TAREFA PROPOSTA A:
Pode repetir, sem qualquer alteração, a parte do texto sobre comércio digital que vai de "Ao colocar a" até "regras no bloco."?

TRECHO DA PÁGINA:
★ ★ ★
Ao colocar a proteção de dados pessoais como “não negociável” em acordos de comércio, por se considerar um direito fundamental, a Comissão Europeia retira o tema de pauta das negociações bilaterais. A regulação sobre proteção de dados europeia (GDPR, na sigla em inglês), que entra em vigor dia 25 de maio, responde à demanda dos cidadãos europeus por mais transparência sobre quem tem seus dados, de onde eles vieram e com quem eles são compartilhados. Ao mesmo tempo, o bloco tem trabalhado em provisões para evitar medidas protecionistas sobre o fluxo de dados entre fronteiras, ao tempo que garantam a proteção e a privacidade dos dados no patamar colocado pelas novas regras no bloco.

Apesar de terem se retirado das negociações do Acordo Transpacífico (originalmente TPP e agora CTPP) como um dos primeiros atos oficiais da administração Donald Trump e de terem apresentado diversas críticas à OMC em relação a comércio eletrônico, os Estados Unidos vêm firmando posição naquela Organização e destacando que o comércio digital segue como essencial para a economia do país, o que está em linha com a condição de sediar muitas das maiores e mais influentes empresas de economia digital, incluindo plataformas de e-commerce.

A posição dos americanos na OMC seguiu em defesa do livre fluxo de informações e de transferência de dados entre fronteiras, não exigência de localização de servidores e proibição do bloqueio de conteúdo online. Advoga-se pela não tributação sobre transmissões eletrônicas, não-discriminação no tratamento de produtos digitais, proteção a código-fonte e não restrição à encriptação. Trata-se de um claro esforço para avançar as discussões sobre comércio eletrônico na Organização e reduzir as possibilidades de barreiras digitais aos fluxos de dados, algo vital para o atual modelo de negócios das empresas super-hegemônicas americanas de tecnologia digital.

Já no continente africano, o tema do comércio eletrônico é dominado por um pequeno grupo de países, entre eles Egito, África do Sul, Gana e Etiópia. A região tem baixíssima participação no comercio digital global (inferior a 1%) muito em virtude dos grandes desafios que a região enfrenta, como acesso à eletricidade, tecnologia da informação e comunicação (TIC), logística, baixo uso de métodos de pagamentos eletrônicos, pouco acesso a cartão de crédito, fraca penetração bancária e falta de conhecimento sobre TI e habilidades ligadas a e-commerce, tanto de empresas como de consumidores.
★ ★ ★
Dados de detecção de objetos:
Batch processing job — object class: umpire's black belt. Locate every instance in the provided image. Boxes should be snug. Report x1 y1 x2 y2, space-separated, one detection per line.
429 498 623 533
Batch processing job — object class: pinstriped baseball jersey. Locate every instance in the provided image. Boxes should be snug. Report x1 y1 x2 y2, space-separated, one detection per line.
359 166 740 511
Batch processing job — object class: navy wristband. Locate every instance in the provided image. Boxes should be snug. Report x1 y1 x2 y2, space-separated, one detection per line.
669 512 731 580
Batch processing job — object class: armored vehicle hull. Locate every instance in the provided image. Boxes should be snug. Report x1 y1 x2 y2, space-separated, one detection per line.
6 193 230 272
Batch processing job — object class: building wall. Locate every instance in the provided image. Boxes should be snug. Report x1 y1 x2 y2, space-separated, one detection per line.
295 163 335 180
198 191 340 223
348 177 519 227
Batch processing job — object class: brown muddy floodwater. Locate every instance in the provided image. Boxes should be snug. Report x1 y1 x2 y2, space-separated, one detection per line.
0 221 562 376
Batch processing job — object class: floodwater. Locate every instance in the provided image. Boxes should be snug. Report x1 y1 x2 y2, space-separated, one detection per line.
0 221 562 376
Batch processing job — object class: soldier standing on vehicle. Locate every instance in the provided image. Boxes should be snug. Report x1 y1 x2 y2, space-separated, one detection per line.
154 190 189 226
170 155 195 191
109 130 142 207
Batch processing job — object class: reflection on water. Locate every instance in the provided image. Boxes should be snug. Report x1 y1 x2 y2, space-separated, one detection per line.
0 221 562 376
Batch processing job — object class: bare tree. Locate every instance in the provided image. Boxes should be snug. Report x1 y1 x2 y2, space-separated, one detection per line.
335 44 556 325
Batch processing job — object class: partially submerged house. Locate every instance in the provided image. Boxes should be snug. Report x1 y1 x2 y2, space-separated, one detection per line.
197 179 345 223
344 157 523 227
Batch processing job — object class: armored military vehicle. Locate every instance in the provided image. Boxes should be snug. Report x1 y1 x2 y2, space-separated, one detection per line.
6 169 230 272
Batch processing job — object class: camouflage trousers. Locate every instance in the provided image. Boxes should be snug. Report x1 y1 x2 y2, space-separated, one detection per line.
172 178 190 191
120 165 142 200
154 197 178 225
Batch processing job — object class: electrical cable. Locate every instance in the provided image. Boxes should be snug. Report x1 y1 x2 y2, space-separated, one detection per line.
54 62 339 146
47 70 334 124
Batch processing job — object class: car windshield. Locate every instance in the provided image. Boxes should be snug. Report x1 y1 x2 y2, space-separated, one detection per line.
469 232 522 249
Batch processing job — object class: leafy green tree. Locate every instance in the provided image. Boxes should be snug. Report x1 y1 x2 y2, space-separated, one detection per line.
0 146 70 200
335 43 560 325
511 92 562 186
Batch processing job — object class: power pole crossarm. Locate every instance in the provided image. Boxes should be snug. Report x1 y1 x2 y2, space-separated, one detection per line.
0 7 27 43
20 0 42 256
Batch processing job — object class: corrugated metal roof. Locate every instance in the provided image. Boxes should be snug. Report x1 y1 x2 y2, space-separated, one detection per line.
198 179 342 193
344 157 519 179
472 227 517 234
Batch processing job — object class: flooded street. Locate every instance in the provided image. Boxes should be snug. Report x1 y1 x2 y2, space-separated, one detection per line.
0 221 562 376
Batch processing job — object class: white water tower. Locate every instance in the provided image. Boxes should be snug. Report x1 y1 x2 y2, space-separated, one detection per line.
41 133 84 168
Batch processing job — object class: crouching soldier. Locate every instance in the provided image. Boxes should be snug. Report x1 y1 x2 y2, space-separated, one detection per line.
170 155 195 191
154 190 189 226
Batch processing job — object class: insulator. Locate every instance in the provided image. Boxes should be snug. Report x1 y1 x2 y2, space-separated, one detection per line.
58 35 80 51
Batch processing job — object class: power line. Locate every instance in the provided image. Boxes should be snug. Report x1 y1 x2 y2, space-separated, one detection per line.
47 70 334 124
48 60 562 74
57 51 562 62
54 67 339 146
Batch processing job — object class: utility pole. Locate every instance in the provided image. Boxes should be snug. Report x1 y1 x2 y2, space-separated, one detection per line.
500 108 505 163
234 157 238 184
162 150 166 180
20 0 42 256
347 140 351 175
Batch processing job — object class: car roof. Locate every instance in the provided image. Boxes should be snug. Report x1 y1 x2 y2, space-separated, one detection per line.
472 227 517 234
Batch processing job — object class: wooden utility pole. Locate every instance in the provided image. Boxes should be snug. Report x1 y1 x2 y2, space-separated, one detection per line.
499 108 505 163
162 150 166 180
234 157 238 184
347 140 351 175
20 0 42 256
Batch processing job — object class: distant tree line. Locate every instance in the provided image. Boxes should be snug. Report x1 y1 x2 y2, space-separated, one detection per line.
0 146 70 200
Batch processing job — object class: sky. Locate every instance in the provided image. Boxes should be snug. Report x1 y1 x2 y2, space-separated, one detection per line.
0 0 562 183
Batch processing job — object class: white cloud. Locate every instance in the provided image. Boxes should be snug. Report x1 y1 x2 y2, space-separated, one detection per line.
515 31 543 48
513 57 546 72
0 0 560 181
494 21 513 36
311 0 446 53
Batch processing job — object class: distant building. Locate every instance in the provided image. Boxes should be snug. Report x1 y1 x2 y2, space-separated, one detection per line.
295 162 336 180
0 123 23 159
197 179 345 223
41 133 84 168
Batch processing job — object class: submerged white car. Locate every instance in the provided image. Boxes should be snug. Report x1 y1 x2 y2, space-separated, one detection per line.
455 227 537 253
★ ★ ★
TAREFA PROPOSTA B:
Consegue reproduzir fielmente, nos registros, as linhas que vão da linha com "Batch processing job — object class: pinstriped" até a linha com "669 512 731 580", ambas incluídas?

RESPOSTA CORRETA A:
Ao colocar a proteção de dados pessoais como “não negociável” em acordos de comércio, por se considerar um direito fundamental, a Comissão Europeia retira o tema de pauta das negociações bilaterais. A regulação sobre proteção de dados europeia (GDPR, na sigla em inglês), que entra em vigor dia 25 de maio, responde à demanda dos cidadãos europeus por mais transparência sobre quem tem seus dados, de onde eles vieram e com quem eles são compartilhados. Ao mesmo tempo, o bloco tem trabalhado em provisões para evitar medidas protecionistas sobre o fluxo de dados entre fronteiras, ao tempo que garantam a proteção e a privacidade dos dados no patamar colocado pelas novas regras no bloco.

RESPOSTA CORRETA B:
Batch processing job — object class: pinstriped baseball jersey. Locate every instance in the provided image. Boxes should be snug. Report x1 y1 x2 y2, space-separated, one detection per line.
359 166 740 511
Batch processing job — object class: navy wristband. Locate every instance in the provided image. Boxes should be snug. Report x1 y1 x2 y2, space-separated, one detection per line.
669 512 731 580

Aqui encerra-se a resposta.